======== SUPPLIED PASSAGE

With regard to people referred to our institute for expert assessment in traffic medicine and psychology, we examine each year about 100 drivers convicted of drug consumption and 150 recidivist drunken drivers. The drivers convicted of drug consumption are or were, in 90% of cases, heroin addicts. The others were found to have a social and controlled consumption of cannabis, cocaine or ecstasy. Among recidivist drunken drivers, 37% have pathological values of GGT but 60% have or have had alcoholic habits to such an extent that we can talk loss of control of consumption. Among these, alcohol use is reactional (dramatic events, depressive episode,...) in one quarter of the cases. The other 40% are social drinkers who, even when they have some alcoholic habits, have not lost their self-control.

Supported by this data and with reference to the literature, we estimate that approximatively, one third of drunken drivers (with a BAC above 0.8o/oo) and one half of the recidivist drunken drivers are unfit drivers because an uncontrollable alcohol consumption. These people, like drug addicts, can be regrouped under the term of substance dependance and, as such, must be directed to a therapeutic type of action.

================

WHAT THE EXERCISE ASKS: From the passage on impaired drivers, extract the part that begins at the words "Supported by this" and stops after "type of action.". Work only from the passage on impaired drivers.

======== RECORDS SHOWN

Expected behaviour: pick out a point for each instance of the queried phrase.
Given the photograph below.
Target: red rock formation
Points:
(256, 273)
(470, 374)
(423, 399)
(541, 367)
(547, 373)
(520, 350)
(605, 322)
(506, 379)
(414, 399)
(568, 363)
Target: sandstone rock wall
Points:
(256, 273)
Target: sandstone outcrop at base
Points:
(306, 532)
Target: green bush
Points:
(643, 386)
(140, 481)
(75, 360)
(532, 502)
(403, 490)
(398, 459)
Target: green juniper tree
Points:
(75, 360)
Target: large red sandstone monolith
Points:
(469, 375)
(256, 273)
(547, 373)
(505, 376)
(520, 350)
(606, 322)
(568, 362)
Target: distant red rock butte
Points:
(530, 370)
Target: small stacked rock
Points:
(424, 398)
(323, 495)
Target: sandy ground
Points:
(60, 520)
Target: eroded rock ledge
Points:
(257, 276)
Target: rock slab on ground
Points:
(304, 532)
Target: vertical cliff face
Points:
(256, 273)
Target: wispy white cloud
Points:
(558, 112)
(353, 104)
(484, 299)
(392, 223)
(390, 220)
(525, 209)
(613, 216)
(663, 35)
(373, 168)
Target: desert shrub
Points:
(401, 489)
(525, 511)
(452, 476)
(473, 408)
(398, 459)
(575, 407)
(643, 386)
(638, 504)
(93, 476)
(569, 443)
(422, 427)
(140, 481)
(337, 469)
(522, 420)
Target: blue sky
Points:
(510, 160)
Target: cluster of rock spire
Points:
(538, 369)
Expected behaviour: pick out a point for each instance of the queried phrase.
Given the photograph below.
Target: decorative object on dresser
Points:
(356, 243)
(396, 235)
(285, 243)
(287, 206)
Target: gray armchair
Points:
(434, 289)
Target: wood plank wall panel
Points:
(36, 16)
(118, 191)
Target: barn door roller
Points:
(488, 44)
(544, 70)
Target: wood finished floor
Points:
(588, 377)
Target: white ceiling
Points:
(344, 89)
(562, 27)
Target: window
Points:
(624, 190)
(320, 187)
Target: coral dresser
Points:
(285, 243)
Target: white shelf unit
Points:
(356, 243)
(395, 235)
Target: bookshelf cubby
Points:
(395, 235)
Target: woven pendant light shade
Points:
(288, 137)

================

PROBLEM SOLUTION:
Supported by this data and with reference to the literature, we estimate that approximatively, one third of drunken drivers (with a BAC above 0.8o/oo) and one half of the recidivist drunken drivers are unfit drivers because an uncontrollable alcohol consumption. These people, like drug addicts, can be regrouped under the term of substance dependance and, as such, must be directed to a therapeutic type of action.